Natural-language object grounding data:
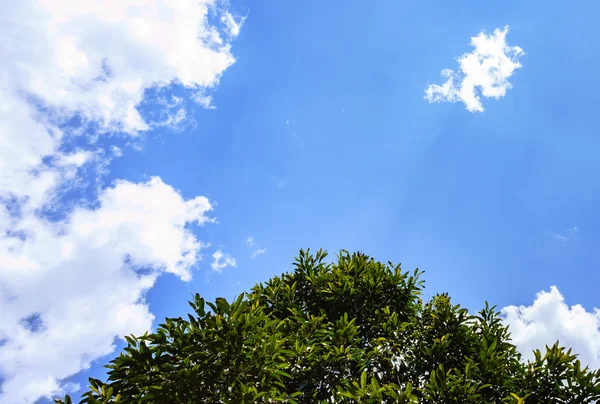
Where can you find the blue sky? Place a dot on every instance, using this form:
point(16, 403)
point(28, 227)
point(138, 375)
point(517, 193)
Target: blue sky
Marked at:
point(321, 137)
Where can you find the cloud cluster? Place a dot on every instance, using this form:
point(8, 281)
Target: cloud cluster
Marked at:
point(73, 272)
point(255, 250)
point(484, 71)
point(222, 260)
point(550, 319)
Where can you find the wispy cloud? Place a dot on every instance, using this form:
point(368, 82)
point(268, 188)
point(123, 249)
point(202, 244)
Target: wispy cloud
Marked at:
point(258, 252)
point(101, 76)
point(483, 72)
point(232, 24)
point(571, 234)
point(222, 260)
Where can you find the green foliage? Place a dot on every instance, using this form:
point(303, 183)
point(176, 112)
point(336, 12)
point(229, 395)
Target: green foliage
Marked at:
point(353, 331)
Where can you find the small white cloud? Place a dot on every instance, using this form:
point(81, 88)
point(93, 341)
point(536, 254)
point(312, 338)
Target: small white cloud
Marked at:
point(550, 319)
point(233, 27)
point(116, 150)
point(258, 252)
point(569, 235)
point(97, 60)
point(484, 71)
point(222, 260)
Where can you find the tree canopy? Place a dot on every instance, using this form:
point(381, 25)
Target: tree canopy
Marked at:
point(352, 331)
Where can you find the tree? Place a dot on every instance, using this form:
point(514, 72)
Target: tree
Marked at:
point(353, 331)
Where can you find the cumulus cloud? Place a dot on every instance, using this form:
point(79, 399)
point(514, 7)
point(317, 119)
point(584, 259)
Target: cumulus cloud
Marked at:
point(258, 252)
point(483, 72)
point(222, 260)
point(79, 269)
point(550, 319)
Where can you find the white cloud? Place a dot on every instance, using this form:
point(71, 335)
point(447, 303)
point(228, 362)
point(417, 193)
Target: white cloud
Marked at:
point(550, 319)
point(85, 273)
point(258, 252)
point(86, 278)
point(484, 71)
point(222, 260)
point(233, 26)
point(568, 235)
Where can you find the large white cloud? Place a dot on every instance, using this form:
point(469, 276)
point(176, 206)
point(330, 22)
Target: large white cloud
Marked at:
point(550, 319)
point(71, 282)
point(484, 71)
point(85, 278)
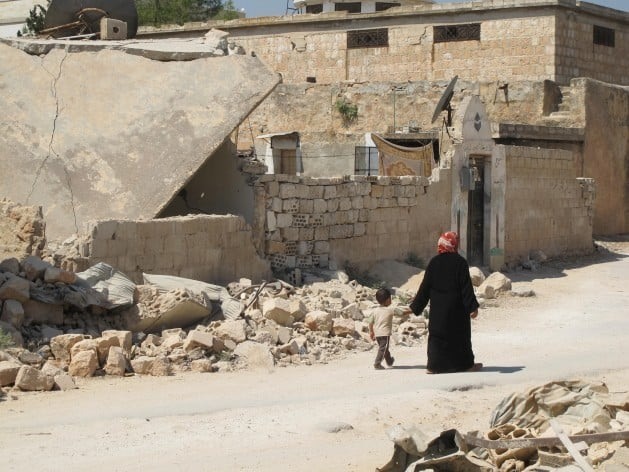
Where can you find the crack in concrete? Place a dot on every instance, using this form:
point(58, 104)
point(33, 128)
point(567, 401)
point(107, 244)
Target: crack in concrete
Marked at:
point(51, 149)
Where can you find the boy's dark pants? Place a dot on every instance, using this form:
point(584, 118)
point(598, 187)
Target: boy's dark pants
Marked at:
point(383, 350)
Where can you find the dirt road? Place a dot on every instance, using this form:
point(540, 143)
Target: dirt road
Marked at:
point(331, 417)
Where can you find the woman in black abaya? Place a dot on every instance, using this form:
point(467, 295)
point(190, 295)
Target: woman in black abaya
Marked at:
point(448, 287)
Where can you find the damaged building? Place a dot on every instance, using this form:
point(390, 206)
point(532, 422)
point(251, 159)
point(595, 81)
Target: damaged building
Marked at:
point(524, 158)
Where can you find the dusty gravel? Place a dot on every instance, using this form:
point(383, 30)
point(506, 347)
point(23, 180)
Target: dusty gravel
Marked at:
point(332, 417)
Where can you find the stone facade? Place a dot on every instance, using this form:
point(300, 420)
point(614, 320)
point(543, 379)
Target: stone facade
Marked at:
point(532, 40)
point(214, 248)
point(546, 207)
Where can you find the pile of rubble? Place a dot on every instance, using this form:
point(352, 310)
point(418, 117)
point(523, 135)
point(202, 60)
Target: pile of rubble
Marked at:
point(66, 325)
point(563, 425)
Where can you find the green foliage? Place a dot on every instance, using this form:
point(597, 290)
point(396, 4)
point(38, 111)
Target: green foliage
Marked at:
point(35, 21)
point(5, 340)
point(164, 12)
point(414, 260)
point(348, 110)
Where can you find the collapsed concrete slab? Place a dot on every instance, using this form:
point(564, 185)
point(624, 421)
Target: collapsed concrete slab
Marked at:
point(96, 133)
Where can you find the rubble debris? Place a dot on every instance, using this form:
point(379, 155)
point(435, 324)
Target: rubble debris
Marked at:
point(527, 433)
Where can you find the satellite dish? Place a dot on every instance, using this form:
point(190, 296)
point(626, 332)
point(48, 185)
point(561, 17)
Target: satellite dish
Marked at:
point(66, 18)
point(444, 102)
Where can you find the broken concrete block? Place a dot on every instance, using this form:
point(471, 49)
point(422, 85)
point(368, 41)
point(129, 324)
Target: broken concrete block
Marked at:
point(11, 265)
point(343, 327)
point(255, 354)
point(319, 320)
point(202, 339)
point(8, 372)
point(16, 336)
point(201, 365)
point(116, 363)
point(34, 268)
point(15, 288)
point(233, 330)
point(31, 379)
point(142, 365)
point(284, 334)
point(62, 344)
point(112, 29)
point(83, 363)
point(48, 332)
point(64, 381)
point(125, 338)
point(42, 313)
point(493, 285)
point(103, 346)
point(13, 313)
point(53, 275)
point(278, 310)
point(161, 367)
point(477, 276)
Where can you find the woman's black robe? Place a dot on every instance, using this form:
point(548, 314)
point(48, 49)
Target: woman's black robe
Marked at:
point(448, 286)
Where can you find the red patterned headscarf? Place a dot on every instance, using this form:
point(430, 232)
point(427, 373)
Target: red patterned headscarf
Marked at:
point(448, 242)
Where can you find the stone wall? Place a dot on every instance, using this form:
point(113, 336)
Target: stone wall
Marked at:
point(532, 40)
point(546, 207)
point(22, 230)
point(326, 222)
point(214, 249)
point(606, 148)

* * *

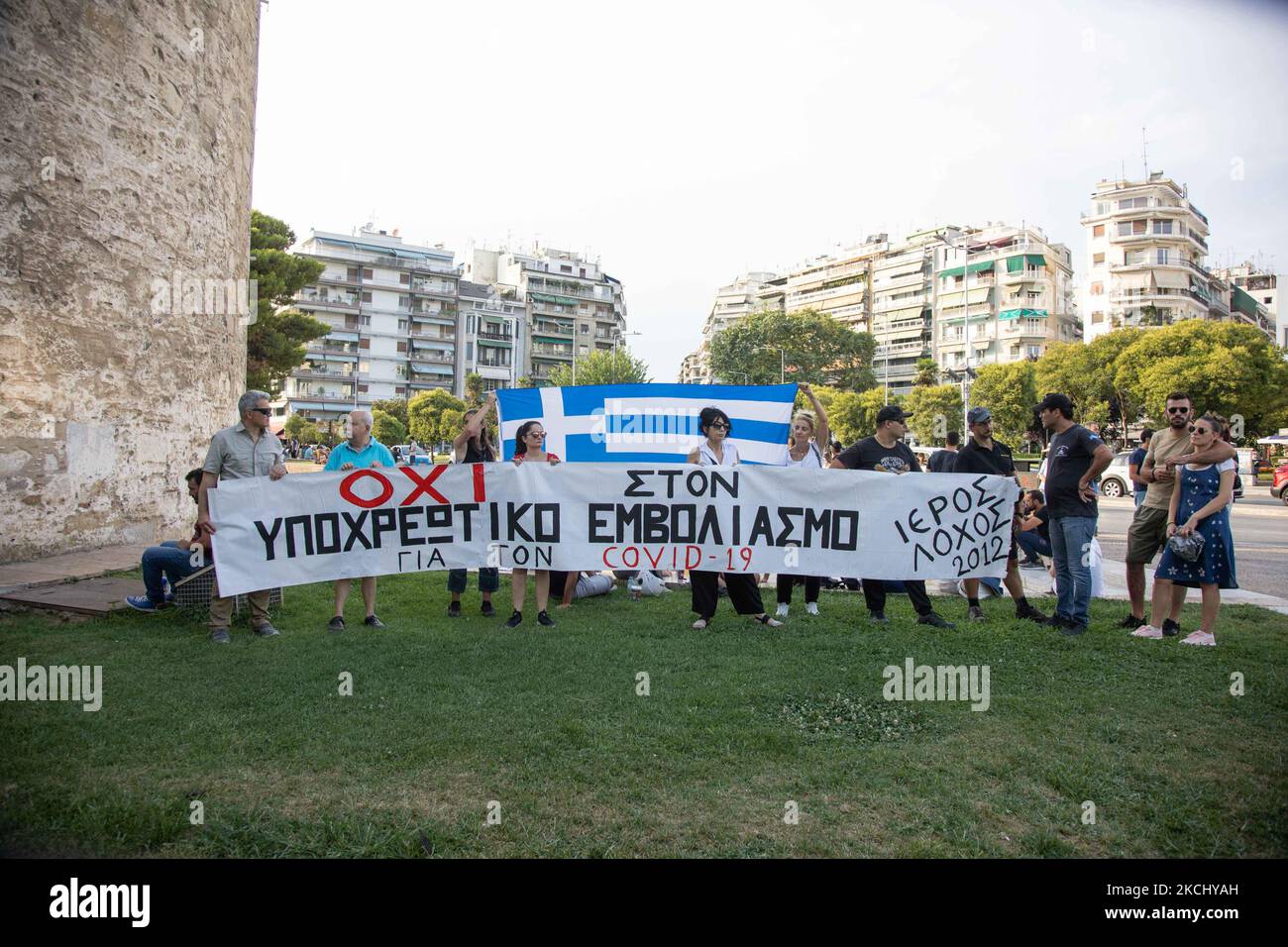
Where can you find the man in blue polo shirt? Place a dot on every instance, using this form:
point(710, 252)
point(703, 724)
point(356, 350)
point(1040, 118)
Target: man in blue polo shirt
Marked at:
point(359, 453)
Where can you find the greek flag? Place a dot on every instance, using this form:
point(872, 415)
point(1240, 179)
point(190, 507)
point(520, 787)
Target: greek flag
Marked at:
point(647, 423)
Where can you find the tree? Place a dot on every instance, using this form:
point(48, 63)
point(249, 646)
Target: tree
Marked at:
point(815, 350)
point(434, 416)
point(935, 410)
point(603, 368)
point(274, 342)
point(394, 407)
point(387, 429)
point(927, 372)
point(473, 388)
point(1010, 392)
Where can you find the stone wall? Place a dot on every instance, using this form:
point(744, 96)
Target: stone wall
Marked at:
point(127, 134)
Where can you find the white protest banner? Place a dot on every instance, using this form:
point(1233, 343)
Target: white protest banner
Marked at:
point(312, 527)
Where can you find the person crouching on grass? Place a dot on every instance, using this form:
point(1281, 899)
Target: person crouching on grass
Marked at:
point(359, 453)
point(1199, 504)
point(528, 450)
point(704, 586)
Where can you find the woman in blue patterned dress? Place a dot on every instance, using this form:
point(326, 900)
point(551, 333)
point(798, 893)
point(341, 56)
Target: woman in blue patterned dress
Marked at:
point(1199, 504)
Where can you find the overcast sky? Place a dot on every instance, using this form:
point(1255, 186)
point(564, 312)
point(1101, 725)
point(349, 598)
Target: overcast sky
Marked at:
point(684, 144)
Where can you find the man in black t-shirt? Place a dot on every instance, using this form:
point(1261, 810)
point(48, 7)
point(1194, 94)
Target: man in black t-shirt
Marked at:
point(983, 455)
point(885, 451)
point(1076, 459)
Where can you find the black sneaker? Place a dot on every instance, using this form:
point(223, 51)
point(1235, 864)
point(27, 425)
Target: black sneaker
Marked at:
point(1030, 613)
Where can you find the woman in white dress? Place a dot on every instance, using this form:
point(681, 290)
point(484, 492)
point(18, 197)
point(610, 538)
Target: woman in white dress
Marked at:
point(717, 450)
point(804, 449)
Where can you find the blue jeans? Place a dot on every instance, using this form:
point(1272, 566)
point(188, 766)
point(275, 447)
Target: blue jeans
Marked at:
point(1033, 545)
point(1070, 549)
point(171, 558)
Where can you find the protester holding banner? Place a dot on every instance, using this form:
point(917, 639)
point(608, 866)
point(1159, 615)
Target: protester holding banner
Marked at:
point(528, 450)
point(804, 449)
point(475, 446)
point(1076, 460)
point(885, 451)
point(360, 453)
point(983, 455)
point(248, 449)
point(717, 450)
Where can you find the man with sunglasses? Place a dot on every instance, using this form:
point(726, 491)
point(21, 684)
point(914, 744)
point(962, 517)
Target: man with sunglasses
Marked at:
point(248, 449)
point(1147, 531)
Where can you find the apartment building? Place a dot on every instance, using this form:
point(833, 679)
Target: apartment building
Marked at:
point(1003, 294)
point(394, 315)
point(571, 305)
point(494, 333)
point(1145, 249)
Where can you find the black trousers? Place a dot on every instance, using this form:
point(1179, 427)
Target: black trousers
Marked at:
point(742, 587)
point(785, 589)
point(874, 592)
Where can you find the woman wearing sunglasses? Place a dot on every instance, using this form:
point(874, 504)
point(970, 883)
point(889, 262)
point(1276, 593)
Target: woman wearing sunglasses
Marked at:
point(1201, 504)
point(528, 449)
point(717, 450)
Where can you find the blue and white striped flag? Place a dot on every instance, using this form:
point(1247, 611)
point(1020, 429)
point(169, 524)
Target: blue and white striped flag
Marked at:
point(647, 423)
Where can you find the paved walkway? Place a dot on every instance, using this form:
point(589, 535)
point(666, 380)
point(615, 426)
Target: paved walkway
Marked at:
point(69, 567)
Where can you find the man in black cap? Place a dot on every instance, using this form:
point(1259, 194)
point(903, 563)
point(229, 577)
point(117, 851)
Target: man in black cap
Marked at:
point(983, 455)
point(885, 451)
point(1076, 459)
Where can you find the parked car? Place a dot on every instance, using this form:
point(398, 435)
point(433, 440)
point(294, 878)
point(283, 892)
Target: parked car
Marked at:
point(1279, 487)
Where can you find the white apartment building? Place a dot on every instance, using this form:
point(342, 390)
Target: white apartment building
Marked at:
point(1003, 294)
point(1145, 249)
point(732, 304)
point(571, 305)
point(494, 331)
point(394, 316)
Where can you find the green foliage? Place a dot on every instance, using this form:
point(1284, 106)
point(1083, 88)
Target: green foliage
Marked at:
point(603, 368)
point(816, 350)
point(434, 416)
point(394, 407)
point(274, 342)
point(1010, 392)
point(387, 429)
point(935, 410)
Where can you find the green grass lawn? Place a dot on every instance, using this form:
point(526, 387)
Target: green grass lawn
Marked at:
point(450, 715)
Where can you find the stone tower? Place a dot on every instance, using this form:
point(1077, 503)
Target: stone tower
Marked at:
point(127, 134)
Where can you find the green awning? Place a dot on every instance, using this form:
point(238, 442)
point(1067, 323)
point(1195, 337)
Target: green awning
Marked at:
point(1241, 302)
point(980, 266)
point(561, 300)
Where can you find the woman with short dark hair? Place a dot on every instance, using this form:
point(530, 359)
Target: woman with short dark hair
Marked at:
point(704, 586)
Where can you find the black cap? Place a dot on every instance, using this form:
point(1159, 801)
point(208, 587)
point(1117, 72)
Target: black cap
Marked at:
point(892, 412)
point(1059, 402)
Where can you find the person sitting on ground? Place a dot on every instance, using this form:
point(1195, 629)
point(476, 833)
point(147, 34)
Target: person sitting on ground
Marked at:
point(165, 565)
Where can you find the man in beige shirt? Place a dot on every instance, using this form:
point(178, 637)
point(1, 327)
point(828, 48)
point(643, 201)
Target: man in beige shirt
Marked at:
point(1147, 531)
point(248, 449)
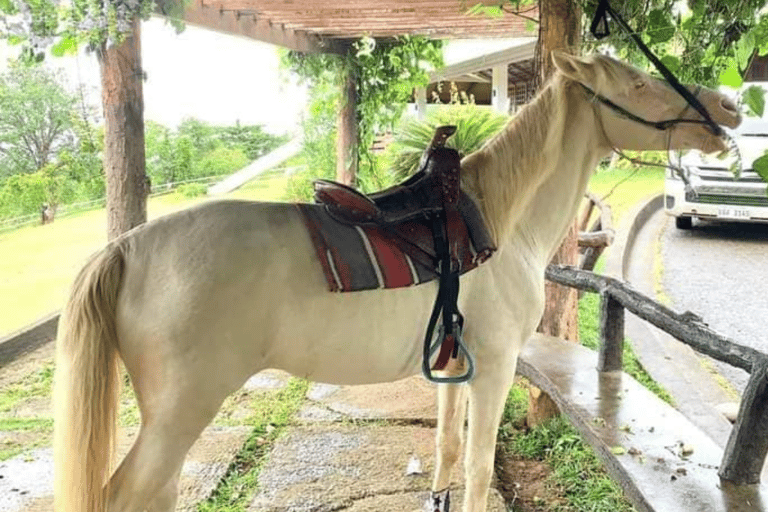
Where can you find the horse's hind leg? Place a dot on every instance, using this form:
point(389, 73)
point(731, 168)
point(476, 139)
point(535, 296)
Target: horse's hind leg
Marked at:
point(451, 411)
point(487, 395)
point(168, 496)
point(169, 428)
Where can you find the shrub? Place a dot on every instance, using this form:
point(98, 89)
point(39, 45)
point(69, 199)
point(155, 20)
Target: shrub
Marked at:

_Your goal_. Retype only this portion of the data above: the line containing "Target: woman in white dress", the line containing "point(117, 851)", and all lines between them, exactly.

_Result of this exercise_.
Target: woman in white dress
Marked at:
point(717, 450)
point(804, 449)
Where can you find the blue jeans? Place a dot on every instance, using this form:
point(1272, 566)
point(188, 766)
point(275, 447)
Target: blue jeans
Marked at:
point(1033, 545)
point(1070, 549)
point(171, 558)
Where can you find the protester holding banner? Place a dot on every instance, using this form:
point(917, 639)
point(608, 866)
point(1159, 615)
Target: protester holding banner
Marked at:
point(528, 450)
point(804, 449)
point(475, 446)
point(1076, 460)
point(885, 451)
point(360, 453)
point(983, 455)
point(248, 449)
point(717, 450)
Where can you find the man with sunglasses? Place a dot on every instance, using this form:
point(726, 491)
point(21, 684)
point(914, 744)
point(962, 517)
Target: man with sunglasses
Marked at:
point(248, 449)
point(1147, 531)
Where can you find the apartment building? Place a dot on every instance, using this form:
point(833, 679)
Target: apartment building
Marked at:
point(1003, 294)
point(394, 315)
point(571, 305)
point(494, 333)
point(1145, 249)
Where can you find the black trousers? Place a dot on every instance, using this form:
point(1179, 427)
Target: black trousers
Marked at:
point(742, 587)
point(785, 589)
point(874, 592)
Where can you find the woman wearing sunglasses? Place a dot on every instance, using this form:
point(874, 504)
point(970, 883)
point(889, 262)
point(1276, 593)
Target: woman wearing sunglasses
Marked at:
point(1201, 504)
point(528, 449)
point(717, 450)
Where can you find the blue and white striped flag? Place a dot on every instance, using this form:
point(1247, 611)
point(1020, 429)
point(169, 524)
Target: blue and white striped flag
Marked at:
point(647, 423)
Where can you find the paved walkway? Place a dot on every instance, using this form:
point(589, 535)
point(666, 380)
point(615, 426)
Target: paved walkway
Marked at:
point(69, 567)
Where can you find the man in black cap? Place a dot on every instance, using this form:
point(1259, 194)
point(903, 563)
point(229, 577)
point(117, 851)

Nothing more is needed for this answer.